Start of Data
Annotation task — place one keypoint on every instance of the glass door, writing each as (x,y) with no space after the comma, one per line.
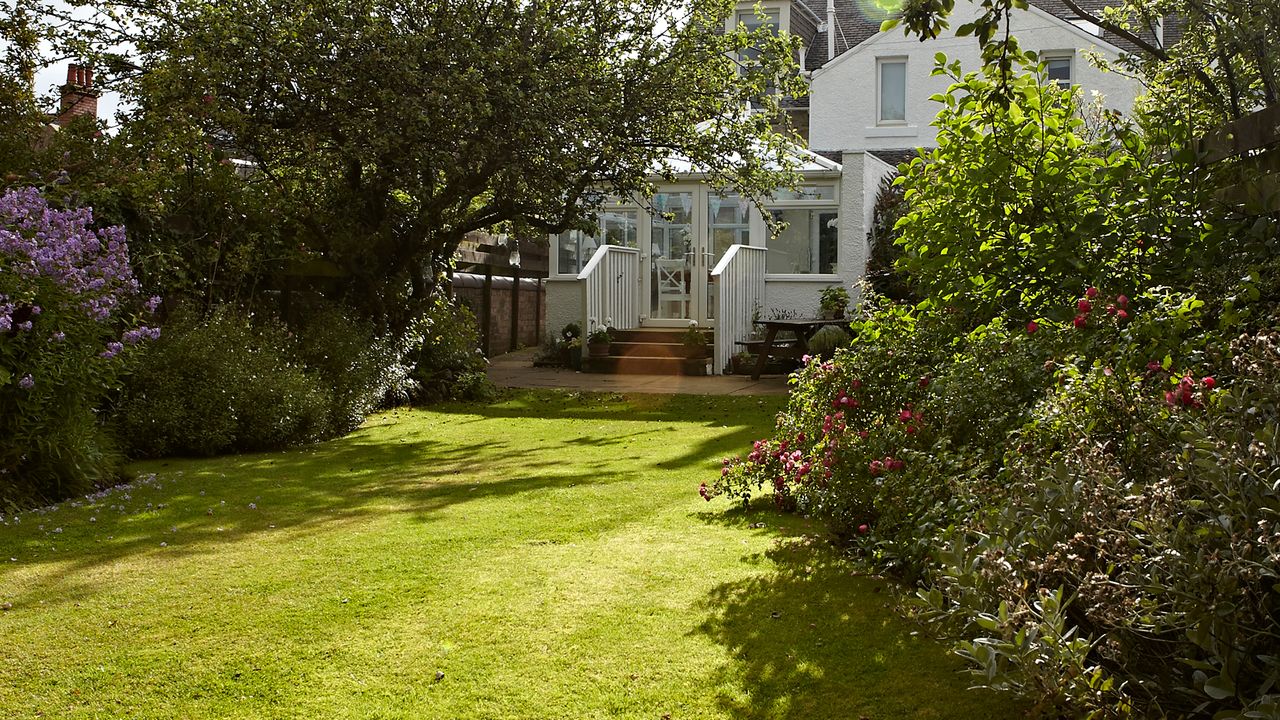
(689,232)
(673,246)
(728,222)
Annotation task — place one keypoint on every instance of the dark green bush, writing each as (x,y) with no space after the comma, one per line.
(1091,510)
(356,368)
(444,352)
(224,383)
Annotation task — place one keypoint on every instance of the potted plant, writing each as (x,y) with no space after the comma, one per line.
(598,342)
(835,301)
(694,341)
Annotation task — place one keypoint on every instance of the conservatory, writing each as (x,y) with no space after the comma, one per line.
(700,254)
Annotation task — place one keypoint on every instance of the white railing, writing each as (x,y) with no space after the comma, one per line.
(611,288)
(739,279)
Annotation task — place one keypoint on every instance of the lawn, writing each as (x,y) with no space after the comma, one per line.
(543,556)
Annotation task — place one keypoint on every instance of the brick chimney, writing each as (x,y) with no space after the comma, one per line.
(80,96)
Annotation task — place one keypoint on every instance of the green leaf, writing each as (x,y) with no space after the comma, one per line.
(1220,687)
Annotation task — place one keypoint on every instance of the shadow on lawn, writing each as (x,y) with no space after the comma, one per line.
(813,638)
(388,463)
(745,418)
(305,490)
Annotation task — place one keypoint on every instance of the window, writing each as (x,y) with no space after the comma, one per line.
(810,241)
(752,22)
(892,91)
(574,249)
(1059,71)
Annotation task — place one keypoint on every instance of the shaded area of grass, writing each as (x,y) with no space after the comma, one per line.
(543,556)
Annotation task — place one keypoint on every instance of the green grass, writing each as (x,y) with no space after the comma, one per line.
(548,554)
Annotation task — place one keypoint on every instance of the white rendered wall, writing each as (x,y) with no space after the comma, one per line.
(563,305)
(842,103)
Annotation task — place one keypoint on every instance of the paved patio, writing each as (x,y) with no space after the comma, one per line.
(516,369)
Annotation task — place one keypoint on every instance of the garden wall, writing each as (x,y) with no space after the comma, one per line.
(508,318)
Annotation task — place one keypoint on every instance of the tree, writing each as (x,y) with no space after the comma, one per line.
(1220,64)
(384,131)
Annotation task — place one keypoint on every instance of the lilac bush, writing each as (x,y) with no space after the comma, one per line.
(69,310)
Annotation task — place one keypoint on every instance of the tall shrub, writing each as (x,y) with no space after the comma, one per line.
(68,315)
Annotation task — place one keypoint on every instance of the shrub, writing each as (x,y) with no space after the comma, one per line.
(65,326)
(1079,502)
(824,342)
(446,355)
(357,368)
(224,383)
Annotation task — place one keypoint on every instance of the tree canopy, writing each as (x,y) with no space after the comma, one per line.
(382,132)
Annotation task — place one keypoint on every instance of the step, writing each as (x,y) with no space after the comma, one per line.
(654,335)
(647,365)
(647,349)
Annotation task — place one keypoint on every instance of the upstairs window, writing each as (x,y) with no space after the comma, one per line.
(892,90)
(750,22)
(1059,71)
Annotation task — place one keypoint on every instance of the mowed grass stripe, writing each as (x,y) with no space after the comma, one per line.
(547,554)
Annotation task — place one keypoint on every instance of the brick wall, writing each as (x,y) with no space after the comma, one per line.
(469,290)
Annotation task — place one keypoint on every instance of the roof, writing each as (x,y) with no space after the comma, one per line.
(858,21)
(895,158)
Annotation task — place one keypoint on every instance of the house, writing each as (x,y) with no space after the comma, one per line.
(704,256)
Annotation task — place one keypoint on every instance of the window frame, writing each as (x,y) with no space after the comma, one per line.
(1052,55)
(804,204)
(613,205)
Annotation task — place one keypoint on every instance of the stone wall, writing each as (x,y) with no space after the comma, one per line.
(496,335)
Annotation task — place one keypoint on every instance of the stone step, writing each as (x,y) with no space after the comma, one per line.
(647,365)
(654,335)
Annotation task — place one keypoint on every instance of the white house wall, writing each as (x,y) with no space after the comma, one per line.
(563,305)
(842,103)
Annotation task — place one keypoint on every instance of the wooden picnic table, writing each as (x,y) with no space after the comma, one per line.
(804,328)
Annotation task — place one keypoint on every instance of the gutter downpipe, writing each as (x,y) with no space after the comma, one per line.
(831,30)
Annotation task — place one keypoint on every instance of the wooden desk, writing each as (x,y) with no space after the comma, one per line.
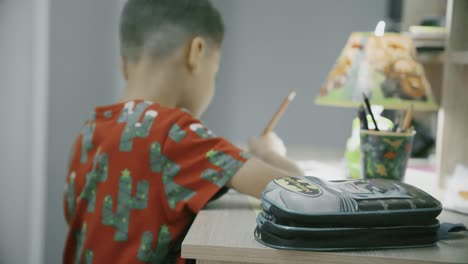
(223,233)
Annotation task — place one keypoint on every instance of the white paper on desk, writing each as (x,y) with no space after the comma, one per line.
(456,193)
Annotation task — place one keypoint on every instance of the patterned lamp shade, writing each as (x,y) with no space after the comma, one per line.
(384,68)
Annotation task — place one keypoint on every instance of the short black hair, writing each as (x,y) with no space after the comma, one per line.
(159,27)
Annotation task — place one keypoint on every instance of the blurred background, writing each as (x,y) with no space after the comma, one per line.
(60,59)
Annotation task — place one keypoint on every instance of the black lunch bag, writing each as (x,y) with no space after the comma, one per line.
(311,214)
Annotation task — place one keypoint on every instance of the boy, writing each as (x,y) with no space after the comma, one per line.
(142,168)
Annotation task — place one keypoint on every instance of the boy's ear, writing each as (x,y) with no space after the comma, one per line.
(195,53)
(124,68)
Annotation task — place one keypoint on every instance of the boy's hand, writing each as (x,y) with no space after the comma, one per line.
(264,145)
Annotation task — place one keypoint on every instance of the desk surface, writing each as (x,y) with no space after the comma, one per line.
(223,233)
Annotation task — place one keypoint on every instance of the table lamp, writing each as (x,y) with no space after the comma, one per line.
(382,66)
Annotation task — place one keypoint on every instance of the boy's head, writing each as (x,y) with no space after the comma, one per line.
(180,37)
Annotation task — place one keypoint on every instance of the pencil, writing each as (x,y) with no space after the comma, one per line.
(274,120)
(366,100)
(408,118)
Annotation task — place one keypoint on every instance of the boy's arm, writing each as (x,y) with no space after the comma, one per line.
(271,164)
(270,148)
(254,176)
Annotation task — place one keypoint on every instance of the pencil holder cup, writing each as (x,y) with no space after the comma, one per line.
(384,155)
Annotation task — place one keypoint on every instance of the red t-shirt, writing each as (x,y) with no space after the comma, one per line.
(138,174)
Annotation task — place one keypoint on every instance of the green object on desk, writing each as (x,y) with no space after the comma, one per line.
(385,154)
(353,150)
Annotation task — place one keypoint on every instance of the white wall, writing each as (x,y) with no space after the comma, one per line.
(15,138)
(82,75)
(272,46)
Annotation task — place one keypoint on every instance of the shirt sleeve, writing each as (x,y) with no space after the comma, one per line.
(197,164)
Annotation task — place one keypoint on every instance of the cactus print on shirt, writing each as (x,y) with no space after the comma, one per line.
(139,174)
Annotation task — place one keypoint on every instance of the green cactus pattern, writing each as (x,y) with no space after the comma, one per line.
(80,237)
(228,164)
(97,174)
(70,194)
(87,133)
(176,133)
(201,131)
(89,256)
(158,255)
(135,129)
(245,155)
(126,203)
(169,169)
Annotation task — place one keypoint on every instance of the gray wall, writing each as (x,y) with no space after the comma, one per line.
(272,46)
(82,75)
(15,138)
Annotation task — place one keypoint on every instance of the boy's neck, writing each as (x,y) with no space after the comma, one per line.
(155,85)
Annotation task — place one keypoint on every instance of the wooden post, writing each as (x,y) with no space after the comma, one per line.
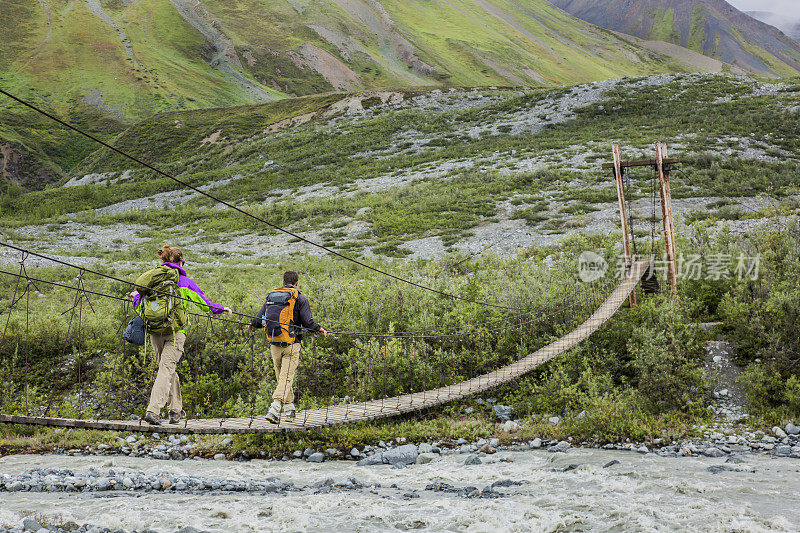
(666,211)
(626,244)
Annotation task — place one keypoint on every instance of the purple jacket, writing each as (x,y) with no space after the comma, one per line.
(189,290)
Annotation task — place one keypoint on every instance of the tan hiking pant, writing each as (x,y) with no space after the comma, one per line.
End of Data
Work to complete
Repeat the stretch of data from the line containing "of the purple" through the end of the data, keeping every line. Offset each answer coordinate by adding 50 to both its x and y values.

Task answer
Annotation task — place one keypoint on every instance of the purple jacket, writing each as (x,y) with no space after the comma, one per line.
(239,340)
Annotation task — place one keypoint on every instance of the tan hiking pant, writing each as (x,y) with no space after the comma, one per line.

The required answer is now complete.